DOCUMENT SEGMENT:
— begin —
Projects which have funding support but have not yet entered the procurement stage (as at January 2020). There are $9.6b in announced projects in the pipeline.
Projects in a procurement stage but have not yet started construction (as at January 2020). There are $3.1b in projects under procurement in the pipeline.
Projects under construction or completed 2019/20. There are $14.7b in projects currently under construction in the pipeline.
This is a consequence of improved visibility on upcoming projects, of which most unfunded projects are focused in coal. In transport, the Australian Government’s $1.9bn package announced in November 2019 has expedited project timings and offset the decrease in funded projects in other sectors.
Activity in 2019/20 is expected to reach $6.6bn which is $391m lower than 2018/19. $727m of this figure remains unfunded work for 2019/20, and while this is significant, it is unlikely to be as severe as previously predicted.
Total major project activity rises to 2022/23, with total work done reaching a $12.9bn peak in that year. However, the growth profile is dominated by unfunded works, making up 60% of major project activity at the 2022/23 peak.
After peaking at $7bn in 2018/19, funded work falls to $5.9 billion over 2019/20 and 2020/21. Funded work rises to $6.9bn in 2021/22, driven by rail and resources projects, but eases again in the latter years of the projection.
In 2018/19, around 23% of major project work was on projects valued between $50-200m. By 2023/24, this falls to just 5%, with nearly half of all major project activity based on projects worth over $1 billion. The falling share of $50-200 million projects is cause for concern as these projects tend to support a large number of highly competitive construction contractors which form the backbone for the industry.
Overall declining levels of major project activity indicates industry has the capacity and capability to take on new work, although sectors such as rail may experience constraints earlier than others. A strong upswing in resources-related activity – if it does take hold – also presents capacity and capability risks for regional Queensland.
Work done is expected to increase from $455m in 2019/20 to $3.4bn by 2021/22, led by simultaneous work on Cross River Rail, Inland Rail and the European Train Control System, amongst other projects. 83% of rail work in the 5-year pipeline is currently funded, however capacity and capability is a risk given the national rail investment underway.
Non-water utilities activity, comprising mostly electricity and telecommunications work, is expected to suffer the most. Major project activity declines from $2bn in work done in 2018/19 to just $56m in 2023/24. This is a consequence of major project completions, such as the National Broadband Network (NBN), with no large replacements in the pipeline to compensate.
— end —
ENTRIES SHOWN:
— begin —
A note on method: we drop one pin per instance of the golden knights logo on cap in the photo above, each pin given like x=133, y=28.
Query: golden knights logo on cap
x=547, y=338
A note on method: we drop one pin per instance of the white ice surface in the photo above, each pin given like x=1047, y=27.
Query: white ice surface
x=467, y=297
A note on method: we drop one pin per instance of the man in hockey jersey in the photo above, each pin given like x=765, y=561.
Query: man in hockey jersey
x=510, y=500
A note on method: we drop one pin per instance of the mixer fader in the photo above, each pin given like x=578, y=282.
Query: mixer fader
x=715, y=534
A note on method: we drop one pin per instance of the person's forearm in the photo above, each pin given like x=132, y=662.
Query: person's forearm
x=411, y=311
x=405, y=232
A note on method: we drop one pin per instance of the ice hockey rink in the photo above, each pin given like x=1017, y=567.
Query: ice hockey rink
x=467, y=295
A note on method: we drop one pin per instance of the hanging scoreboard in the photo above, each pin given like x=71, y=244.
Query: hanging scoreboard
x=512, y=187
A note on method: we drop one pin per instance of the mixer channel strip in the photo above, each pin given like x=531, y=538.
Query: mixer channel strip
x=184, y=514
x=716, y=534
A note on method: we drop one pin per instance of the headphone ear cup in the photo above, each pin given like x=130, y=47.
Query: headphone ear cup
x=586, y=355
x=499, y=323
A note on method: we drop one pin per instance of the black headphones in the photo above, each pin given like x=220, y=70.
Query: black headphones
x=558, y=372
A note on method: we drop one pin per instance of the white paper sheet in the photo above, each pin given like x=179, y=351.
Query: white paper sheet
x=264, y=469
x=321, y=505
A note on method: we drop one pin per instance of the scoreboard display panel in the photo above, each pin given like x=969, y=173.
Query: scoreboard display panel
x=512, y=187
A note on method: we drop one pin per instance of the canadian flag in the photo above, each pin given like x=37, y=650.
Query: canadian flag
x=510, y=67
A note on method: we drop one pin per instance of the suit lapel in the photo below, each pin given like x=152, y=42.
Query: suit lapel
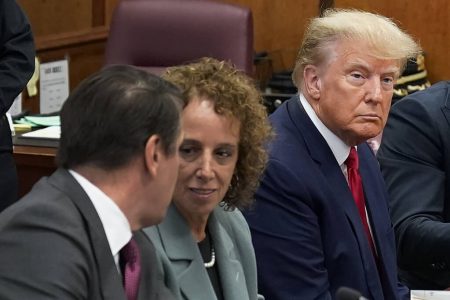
x=182, y=251
x=232, y=275
x=376, y=205
x=446, y=107
x=321, y=153
x=110, y=281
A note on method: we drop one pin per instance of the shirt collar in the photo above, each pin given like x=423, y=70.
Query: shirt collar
x=116, y=225
x=340, y=149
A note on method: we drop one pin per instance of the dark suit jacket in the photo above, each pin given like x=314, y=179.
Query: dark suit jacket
x=16, y=67
x=307, y=233
x=53, y=246
x=415, y=161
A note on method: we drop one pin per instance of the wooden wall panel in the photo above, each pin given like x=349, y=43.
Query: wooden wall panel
x=427, y=21
x=58, y=16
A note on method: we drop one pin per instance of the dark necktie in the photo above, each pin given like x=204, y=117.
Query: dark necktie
x=355, y=183
x=130, y=261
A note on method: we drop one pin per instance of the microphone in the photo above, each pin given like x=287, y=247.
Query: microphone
x=345, y=293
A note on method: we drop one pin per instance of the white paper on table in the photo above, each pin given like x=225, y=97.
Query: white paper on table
x=54, y=85
x=429, y=295
x=52, y=133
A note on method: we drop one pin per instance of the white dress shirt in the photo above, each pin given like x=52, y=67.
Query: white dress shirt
x=115, y=224
x=340, y=149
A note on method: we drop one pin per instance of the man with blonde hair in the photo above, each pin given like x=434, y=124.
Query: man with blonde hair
x=322, y=190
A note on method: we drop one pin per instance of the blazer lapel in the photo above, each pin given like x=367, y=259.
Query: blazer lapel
x=232, y=275
x=185, y=257
x=110, y=281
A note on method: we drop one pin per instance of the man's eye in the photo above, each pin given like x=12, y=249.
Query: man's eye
x=357, y=75
x=388, y=80
x=186, y=150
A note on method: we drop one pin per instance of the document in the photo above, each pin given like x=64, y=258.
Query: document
x=16, y=107
x=429, y=295
x=54, y=85
x=51, y=133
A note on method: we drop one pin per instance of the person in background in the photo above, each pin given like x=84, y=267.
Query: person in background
x=321, y=217
x=204, y=244
x=71, y=236
x=415, y=161
x=16, y=67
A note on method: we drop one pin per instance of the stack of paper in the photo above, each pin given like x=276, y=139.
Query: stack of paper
x=429, y=295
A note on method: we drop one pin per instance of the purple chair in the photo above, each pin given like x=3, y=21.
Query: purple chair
x=157, y=34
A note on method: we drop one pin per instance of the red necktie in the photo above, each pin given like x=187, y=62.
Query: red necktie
x=355, y=183
x=131, y=268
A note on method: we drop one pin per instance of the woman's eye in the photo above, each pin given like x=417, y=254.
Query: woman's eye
x=186, y=150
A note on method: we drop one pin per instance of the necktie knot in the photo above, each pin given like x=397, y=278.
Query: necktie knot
x=131, y=268
x=130, y=252
x=352, y=161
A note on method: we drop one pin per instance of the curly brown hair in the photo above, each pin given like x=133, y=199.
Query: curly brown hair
x=234, y=94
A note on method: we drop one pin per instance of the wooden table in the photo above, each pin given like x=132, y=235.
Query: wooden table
— end —
EXERCISE REQUIREMENTS:
Return the passage of the infrastructure pipeline excerpt from "This is a consequence of improved" to "in other sectors.", copied word for word. The records don't affect any of this work.

COMPLETE ANSWER:
This is a consequence of improved visibility on upcoming projects, of which most unfunded projects are focused in coal. In transport, the Australian Government’s $1.9bn package announced in November 2019 has expedited project timings and offset the decrease in funded projects in other sectors.